- [TASK BRIEF]: In the excerpt on artificial intelligence below, what name is given to a machine with general intelligence?

- [EXCERPTED PASSAGE]:
Emotion and social skills play two roles for an intelligent agent. First, it must be able to predict the actions of others, by understanding their motives and emotional states. (This involves elements of game theory, decision theory, as well as the ability to model human emotions and the perceptual skills to detect emotions.) Also, in an effort to facilitate human-computer interaction, an intelligent machine might want to be able to display emotions—even if it does not actually experience them itself—in order to appear sensitive to the emotional dynamics of human interaction.
Creativity
 sub-field of AI addresses creativity both theoretically (from a philosophical and psychological perspective) and practically (via specific implementations of systems that generate outputs that can be considered creative, or systems that identify and assess creativity). Related areas of computational research are Artificial intuition and Artificial imagination

General intelligence

Most researchers hope that their work will eventually be incorporated into a machine with general intelligence (known as strong AI), combining all the skills above and exceeding human abilities at most or all of them. A few believe that anthropomorphic features like artificial consciousness or an artificial brain may be required for such a project.
Many of the problems above are considered AI-complete: to solve one problem, you must solve them all. For example, even a straightforward, specific task like machine translation requires that the machine follow the author's argument (reason), know what is being talked about (knowledge), and faithfully reproduce the author's intention (social intelligence). Machine translation, therefore, is believed to be AI-complete: it may require strong AI to be done as well as humans can do it.

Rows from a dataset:

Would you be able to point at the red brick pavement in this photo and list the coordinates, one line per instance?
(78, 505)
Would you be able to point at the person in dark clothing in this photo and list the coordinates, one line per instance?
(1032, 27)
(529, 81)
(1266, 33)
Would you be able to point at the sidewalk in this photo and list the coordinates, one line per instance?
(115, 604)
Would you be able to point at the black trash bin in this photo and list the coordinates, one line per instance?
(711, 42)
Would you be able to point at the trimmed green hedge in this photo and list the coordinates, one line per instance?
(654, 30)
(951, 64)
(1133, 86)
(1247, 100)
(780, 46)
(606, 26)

- [SOLUTION FOR THIS EXERCISE]: Strong AI.